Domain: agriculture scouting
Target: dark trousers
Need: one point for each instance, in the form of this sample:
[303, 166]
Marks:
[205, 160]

## Short exercise
Copy out each item above, putting "black pants" in place of "dark trousers" and leaving every other word as it stands.

## Response to this exercise
Domain: agriculture scouting
Target: black pants
Need: one point for each instance, in the form of this sample:
[303, 166]
Marks:
[205, 160]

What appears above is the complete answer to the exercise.